• Source passage:
So, no mystery, no drama, no romance and a failed
writer as our hero. Why did I still love this book, from the moment my friend
Georgeann showed us her early-1900s copy, with its whisper-thin pages, its
old-fashioned cover decorated with author George Gissing’s tiny silver
signature, and its fine sketch of Gissing himself in the opening pages?
Because Henry Ryecroft – a semi-autobiographical
version of Gissing himself – is, for all his querulous relationship with many
things of the world, a thoroughly happy man. After a miserable, lonely life,
starving and scraping his living out of writing in the cheapest hidey-holes of
London, he is bequeathed an annuity. It’s a modest one – 300 pounds a year –
but it means he can rent a small house in the country, hire a housekeeper and
spend his days doing exactly what he wants – reading, thinking and enjoying
nature.
His pleasure in this new life; his intense
appreciation for his reprieve, shine through every page of this little book.
How rarely we read about – are suffused in – gratitude! How uncommon are the
heroes thankful for a modest break and not yearning for a bigger one! How
seldom does a protagonist choose simplicity and nature over the glitzier
rewards of the world!
“Here was a man who, having his desire, and that a
very modest one, not only felt satisfied, but enjoyed great happiness,” writes
the fictional character who explains in the preface how he “finds” Ryecroft’s journals after his death and
decides to publish them.
There’s more beyond gratitude, of course. Gissing wasn’t
a famous writer, but he was a serious one, comparable to Thomas Hardy and
George Meredith. He knew his classics, his philosophy, his history, and the
Ryecroft character he created was as deep and accomplished as himself. And so
we have Ryecroft grappling with such Enlightenment questions as the mind/body
split; man’s and nations’ propensity for war, and his dislike of science, which
he fears will become “the remorseless enemy of mankind,” destroying beauty and
simplicity and leading ultimately to chaos.
But mostly, Ryecroft talks – bluntly – about anything
and everything, and it’s that openness that reverberates more than a century
later. We may not see ourselves in all his topics, but we’re sure to catch
glimpses in some of them. As I look for some of my favourite passages to give
as examples, I notice how often they include that theme of gratitude:
Here is Ryecroft reflecting on his own character:
“Do I really believe that at any time of my life I
have been the kind of man who merits affection?” he asks, then answers: “I
think not. I have always been much too self-absorbed; too critical of all about
me; too unreasonably proud. . . I had brains, but they were no help to me in
the common circumstances of life. . . But for the good fortune which plucked me
out of my mazes and set me in paradise, I should no doubt have blundered on to
the end.”

• Problem A: Pull out, word for word, the part of the book review that opens with the words containing "So, no mystery, no" and closes with "the opening pages?".
• Problem B: How many lines in the entries contain the string "boardwalk"? Reply with the number alone.

• Supplied data:
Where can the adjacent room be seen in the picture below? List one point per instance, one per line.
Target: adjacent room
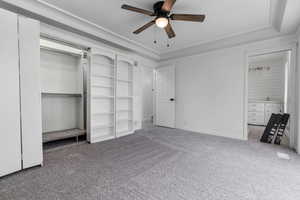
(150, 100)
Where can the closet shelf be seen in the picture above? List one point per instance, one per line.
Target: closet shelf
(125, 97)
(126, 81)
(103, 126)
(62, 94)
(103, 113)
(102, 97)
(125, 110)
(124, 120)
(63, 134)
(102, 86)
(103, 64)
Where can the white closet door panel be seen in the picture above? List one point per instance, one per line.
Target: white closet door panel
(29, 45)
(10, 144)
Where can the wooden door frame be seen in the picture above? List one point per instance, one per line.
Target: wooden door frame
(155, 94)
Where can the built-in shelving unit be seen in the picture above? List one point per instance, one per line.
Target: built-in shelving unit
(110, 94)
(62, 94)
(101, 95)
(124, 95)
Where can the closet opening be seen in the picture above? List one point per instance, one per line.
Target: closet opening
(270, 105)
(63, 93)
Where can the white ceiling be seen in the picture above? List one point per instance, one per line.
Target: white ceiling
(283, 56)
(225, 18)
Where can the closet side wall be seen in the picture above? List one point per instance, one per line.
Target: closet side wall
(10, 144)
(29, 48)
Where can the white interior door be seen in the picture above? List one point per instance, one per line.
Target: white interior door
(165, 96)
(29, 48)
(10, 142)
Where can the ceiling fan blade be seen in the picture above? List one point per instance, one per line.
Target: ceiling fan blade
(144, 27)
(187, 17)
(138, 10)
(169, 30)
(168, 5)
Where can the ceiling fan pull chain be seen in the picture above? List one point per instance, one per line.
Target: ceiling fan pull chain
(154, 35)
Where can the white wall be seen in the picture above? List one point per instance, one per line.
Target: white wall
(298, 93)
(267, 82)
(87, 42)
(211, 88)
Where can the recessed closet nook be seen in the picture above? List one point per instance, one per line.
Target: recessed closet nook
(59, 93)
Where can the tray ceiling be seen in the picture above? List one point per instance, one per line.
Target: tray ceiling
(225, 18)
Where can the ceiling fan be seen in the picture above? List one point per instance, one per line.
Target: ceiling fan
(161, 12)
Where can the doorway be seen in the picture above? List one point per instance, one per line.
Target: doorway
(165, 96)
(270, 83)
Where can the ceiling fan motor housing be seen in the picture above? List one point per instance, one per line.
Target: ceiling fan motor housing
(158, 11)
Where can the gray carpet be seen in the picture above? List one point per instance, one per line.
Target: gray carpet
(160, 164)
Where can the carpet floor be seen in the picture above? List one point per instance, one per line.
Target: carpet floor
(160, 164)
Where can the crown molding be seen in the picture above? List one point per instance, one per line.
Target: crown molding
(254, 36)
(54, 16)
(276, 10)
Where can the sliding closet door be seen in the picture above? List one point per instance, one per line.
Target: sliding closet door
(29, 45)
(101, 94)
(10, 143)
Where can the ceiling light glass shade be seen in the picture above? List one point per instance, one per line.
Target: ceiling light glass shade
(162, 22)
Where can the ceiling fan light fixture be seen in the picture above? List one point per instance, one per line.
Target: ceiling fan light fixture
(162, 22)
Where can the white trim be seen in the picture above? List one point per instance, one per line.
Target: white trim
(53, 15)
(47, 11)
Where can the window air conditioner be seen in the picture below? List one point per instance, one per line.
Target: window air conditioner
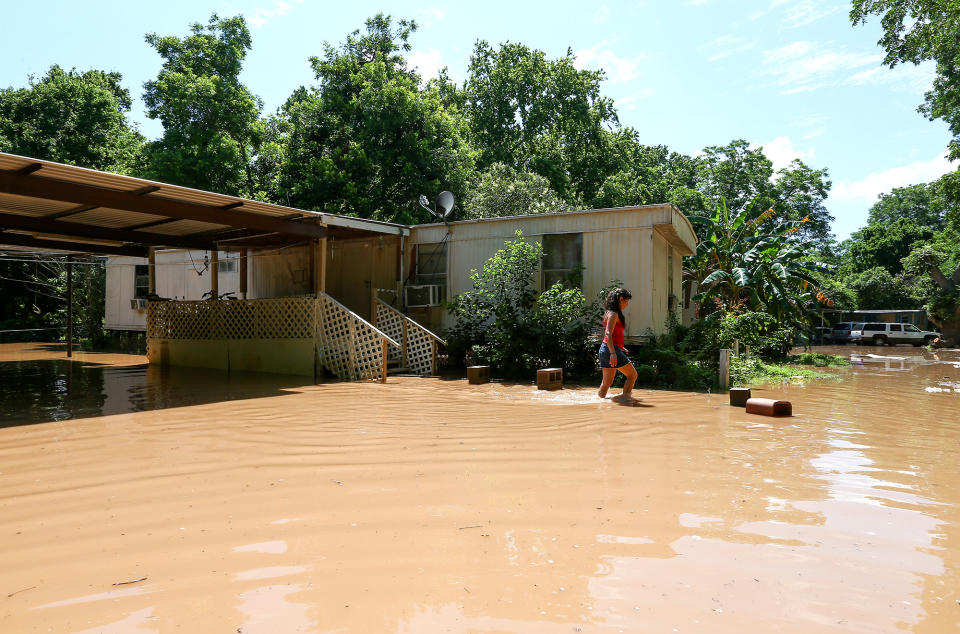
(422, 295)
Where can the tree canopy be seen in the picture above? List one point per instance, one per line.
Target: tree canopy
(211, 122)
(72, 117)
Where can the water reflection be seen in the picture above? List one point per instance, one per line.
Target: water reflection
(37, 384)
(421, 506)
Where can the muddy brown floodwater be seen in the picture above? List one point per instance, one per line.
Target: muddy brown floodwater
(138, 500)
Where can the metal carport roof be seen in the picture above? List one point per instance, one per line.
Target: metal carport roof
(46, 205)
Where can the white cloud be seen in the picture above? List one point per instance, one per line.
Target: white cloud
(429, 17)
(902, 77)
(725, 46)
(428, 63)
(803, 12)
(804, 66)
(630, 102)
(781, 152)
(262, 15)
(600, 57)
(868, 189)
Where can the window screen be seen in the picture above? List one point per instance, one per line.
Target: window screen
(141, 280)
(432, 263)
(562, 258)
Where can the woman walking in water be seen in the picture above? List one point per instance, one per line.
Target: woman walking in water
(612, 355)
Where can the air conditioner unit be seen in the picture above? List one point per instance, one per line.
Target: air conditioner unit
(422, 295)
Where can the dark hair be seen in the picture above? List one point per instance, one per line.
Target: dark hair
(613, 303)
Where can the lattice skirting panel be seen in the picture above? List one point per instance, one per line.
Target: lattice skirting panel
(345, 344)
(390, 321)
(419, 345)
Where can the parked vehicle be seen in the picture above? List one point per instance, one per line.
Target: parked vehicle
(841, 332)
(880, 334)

* * *

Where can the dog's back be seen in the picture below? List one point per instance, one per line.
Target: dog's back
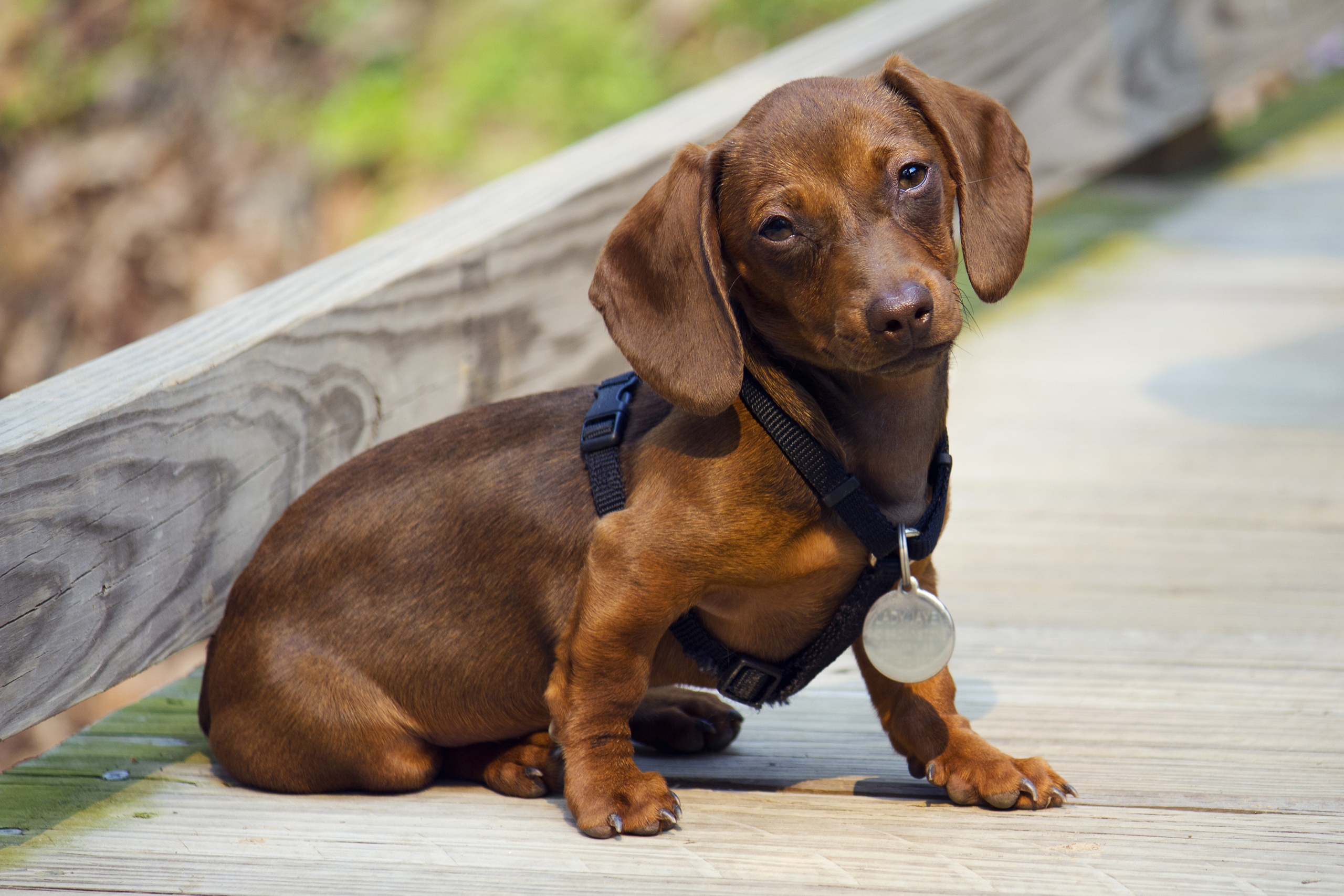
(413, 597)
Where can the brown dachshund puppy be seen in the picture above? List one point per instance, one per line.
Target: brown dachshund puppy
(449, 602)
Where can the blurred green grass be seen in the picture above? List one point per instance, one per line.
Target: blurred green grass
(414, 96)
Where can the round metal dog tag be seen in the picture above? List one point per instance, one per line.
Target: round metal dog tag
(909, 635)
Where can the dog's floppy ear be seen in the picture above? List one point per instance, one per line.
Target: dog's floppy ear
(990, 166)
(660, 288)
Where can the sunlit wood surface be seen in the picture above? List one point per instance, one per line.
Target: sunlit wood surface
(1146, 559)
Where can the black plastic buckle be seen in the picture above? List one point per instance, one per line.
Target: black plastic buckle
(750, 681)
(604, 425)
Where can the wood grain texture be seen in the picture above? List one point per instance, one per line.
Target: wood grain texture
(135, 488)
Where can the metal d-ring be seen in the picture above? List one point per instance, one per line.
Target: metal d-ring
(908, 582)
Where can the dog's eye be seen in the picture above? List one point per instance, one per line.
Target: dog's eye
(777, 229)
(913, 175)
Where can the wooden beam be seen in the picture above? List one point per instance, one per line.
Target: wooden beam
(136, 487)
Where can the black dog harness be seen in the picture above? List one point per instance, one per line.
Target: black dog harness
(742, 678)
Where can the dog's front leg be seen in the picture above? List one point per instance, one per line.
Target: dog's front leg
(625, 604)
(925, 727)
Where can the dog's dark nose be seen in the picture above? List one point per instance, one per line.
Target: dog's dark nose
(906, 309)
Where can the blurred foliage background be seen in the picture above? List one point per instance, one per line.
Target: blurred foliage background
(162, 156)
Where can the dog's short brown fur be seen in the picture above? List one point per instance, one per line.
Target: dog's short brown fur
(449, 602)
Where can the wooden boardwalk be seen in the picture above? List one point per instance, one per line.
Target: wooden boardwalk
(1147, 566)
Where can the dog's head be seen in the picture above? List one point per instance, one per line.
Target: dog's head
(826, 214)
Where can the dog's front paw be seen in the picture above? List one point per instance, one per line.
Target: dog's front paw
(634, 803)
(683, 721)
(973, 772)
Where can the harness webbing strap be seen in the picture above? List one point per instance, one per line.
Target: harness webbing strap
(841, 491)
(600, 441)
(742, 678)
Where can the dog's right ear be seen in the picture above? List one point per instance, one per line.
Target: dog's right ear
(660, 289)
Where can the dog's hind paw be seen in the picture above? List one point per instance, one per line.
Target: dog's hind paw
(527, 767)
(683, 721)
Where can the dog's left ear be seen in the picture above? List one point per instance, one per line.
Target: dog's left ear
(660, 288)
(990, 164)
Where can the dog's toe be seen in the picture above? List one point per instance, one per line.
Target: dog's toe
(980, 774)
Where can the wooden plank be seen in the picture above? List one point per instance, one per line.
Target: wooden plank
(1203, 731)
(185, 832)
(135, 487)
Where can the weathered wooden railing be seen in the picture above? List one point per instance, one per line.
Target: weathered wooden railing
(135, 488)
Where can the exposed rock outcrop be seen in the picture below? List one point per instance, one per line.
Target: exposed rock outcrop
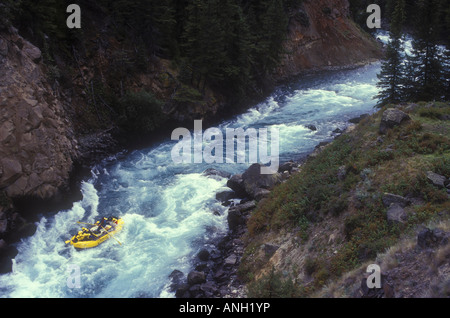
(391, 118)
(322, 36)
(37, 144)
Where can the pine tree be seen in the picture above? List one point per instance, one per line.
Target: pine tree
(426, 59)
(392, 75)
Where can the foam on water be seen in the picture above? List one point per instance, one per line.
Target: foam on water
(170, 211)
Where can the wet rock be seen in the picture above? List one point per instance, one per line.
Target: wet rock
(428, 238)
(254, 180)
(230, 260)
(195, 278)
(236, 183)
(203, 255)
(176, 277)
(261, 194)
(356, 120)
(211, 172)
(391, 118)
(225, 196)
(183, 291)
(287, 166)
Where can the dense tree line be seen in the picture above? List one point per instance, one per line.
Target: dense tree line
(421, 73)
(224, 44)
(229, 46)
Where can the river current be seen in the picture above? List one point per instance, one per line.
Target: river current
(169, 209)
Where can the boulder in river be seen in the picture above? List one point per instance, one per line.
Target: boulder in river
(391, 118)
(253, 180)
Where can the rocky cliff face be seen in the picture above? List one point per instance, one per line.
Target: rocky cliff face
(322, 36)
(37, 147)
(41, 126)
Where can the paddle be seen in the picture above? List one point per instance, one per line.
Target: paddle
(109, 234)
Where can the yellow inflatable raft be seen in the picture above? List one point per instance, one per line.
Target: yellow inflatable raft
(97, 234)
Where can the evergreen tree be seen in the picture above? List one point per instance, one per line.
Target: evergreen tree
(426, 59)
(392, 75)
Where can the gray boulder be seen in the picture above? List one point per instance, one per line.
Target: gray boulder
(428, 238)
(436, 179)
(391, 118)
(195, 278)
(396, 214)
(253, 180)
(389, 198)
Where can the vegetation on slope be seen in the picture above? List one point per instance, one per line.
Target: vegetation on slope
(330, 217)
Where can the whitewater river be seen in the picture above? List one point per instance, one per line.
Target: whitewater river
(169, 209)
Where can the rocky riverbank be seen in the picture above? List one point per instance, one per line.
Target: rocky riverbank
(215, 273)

• Full response A:
So, no mystery, no drama, no romance and a failed
writer as our hero. Why did I still love this book, from the moment my friend
Georgeann showed us her early-1900s copy, with its whisper-thin pages, its
old-fashioned cover decorated with author George Gissing’s tiny silver
signature, and its fine sketch of Gissing himself in the opening pages?

• Full response B: 2